● EXERCISE REQUIREMENTS
Could you copy, exactly as they stand, the rows from the line with "the bicycle as a single marker per instance." to the line with "point(48, 160)", both lines included?

[Object location annotation rows]
[BEGIN]

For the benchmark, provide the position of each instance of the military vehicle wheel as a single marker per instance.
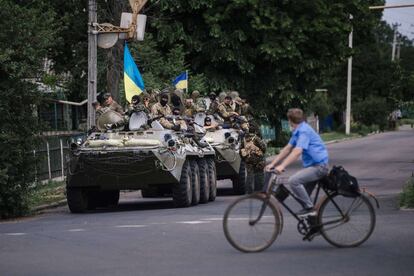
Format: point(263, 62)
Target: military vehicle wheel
point(78, 200)
point(239, 181)
point(112, 197)
point(150, 192)
point(195, 182)
point(212, 178)
point(204, 181)
point(182, 193)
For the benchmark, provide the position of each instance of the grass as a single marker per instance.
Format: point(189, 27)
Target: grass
point(407, 195)
point(46, 193)
point(330, 136)
point(270, 151)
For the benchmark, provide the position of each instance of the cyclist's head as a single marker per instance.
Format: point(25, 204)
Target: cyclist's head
point(295, 115)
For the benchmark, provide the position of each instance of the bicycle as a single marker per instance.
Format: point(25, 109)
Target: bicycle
point(253, 222)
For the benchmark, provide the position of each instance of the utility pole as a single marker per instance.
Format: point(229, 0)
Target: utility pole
point(92, 62)
point(348, 88)
point(394, 42)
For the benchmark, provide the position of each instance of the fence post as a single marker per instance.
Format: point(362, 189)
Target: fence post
point(61, 158)
point(34, 155)
point(48, 160)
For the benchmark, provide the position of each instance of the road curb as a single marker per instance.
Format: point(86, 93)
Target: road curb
point(51, 205)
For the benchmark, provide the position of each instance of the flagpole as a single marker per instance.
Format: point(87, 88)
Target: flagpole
point(186, 73)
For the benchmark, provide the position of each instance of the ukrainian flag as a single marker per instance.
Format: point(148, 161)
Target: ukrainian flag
point(181, 82)
point(134, 85)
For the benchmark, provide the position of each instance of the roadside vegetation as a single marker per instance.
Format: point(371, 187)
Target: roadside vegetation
point(407, 195)
point(46, 193)
point(258, 48)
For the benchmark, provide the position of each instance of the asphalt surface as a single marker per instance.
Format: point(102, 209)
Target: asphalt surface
point(150, 237)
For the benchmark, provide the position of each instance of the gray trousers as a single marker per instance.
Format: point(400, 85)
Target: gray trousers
point(303, 177)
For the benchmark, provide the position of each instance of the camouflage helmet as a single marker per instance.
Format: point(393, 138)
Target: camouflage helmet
point(222, 95)
point(234, 94)
point(195, 94)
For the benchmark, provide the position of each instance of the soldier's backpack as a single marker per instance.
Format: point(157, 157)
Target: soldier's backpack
point(342, 182)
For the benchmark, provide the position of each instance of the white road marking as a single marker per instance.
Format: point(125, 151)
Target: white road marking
point(76, 230)
point(15, 234)
point(213, 219)
point(131, 226)
point(193, 222)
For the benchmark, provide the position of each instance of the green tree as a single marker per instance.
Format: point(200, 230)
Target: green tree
point(26, 36)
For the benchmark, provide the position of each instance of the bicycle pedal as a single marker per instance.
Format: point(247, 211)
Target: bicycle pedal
point(311, 235)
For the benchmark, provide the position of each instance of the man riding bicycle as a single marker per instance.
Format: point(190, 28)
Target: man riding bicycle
point(306, 142)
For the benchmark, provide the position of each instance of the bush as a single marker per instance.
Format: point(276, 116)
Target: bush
point(407, 196)
point(371, 111)
point(281, 140)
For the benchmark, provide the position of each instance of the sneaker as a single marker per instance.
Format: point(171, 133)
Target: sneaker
point(306, 212)
point(313, 232)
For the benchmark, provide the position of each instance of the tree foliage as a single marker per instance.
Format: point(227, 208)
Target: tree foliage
point(26, 36)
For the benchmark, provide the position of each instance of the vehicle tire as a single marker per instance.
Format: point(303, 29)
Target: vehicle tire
point(239, 181)
point(251, 223)
point(182, 194)
point(349, 227)
point(204, 181)
point(195, 182)
point(78, 200)
point(112, 197)
point(150, 192)
point(212, 178)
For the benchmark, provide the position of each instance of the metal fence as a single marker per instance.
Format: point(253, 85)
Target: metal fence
point(52, 155)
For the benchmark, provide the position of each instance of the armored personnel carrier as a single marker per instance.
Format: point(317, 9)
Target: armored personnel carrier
point(229, 164)
point(152, 159)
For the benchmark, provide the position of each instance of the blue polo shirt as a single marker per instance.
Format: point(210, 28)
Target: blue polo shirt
point(314, 150)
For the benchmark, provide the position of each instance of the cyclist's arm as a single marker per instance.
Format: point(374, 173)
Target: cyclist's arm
point(292, 157)
point(282, 154)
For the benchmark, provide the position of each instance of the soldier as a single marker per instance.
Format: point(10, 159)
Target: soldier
point(238, 103)
point(178, 119)
point(146, 101)
point(231, 118)
point(106, 100)
point(162, 110)
point(213, 108)
point(177, 100)
point(222, 95)
point(209, 125)
point(153, 98)
point(253, 153)
point(137, 106)
point(199, 103)
point(190, 109)
point(225, 110)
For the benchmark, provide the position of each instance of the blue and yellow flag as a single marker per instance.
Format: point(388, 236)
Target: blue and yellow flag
point(181, 82)
point(134, 85)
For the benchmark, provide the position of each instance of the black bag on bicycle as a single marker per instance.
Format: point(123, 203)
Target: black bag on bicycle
point(342, 182)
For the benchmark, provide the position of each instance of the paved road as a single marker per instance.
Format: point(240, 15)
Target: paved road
point(147, 237)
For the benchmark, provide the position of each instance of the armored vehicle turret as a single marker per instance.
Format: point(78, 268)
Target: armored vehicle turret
point(147, 157)
point(229, 164)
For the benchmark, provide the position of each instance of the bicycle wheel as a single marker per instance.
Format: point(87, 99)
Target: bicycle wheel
point(251, 223)
point(346, 221)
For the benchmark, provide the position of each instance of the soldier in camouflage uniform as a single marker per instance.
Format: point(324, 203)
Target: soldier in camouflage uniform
point(106, 100)
point(137, 106)
point(213, 108)
point(253, 152)
point(231, 118)
point(153, 97)
point(162, 109)
point(199, 102)
point(190, 109)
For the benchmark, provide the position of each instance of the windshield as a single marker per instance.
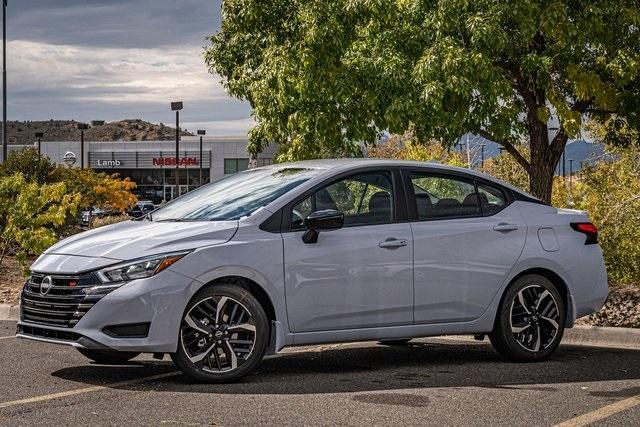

[END]

● WRITTEN ANSWER
For the benchmark, provide the position of each instance of the bicycle as a single marker per instance.
Format: point(25, 109)
Target: bicycle
point(253, 222)
For the benchmark, provide the position of each instance of the utility pole as a single marker per instance.
Format: point(229, 0)
Target: utility pole
point(92, 62)
point(348, 88)
point(394, 42)
For the benchmark, provide the position of each instance of the fence post as a single marker per instance.
Format: point(362, 189)
Target: fence post
point(61, 158)
point(34, 155)
point(48, 160)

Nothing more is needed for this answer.